(Point-based annotation data)
____

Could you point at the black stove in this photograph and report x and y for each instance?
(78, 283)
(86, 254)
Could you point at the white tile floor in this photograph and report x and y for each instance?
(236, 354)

____

| WHAT THE TASK ASKS |
Can you arrange every line of the listing above as a numbered list, leaving out any blank lines?

| RESPONSE TO THE TASK |
1. Could you point at the black stove in this photograph and report x and y for each instance?
2. (78, 283)
3. (86, 254)
4. Could you point at the white tile floor in this photograph and report x and y for each instance?
5. (236, 354)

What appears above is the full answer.